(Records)
_ _ _ _

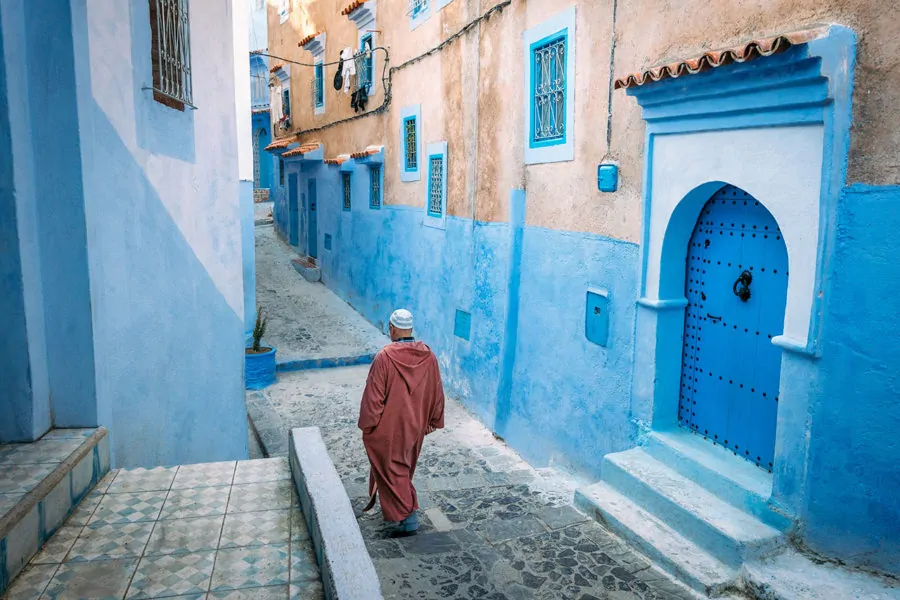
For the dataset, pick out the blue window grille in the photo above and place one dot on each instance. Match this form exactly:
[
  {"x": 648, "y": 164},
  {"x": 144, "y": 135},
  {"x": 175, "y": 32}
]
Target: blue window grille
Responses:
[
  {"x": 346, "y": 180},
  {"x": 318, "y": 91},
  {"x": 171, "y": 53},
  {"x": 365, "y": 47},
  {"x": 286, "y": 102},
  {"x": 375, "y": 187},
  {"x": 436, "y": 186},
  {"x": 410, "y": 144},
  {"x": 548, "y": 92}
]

_ _ _ _

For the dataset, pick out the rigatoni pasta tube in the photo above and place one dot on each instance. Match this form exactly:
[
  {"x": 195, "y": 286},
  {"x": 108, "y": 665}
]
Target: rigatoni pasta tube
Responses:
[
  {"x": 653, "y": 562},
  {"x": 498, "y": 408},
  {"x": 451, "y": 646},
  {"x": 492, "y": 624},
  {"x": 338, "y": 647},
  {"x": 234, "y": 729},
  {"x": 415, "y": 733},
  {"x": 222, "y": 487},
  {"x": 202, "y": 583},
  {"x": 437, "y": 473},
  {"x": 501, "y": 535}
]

_ _ _ _

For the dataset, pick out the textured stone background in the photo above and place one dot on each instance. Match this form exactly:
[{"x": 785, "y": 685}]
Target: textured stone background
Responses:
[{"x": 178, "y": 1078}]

_ _ _ _

Pick out every line of the data above that contains the word "window", and copy each one in full. Matching is case-sensitive.

For the dataset, pick out the blue window grille in the photo above and place one dot on each instance. Match this form exactly:
Target: blue window grille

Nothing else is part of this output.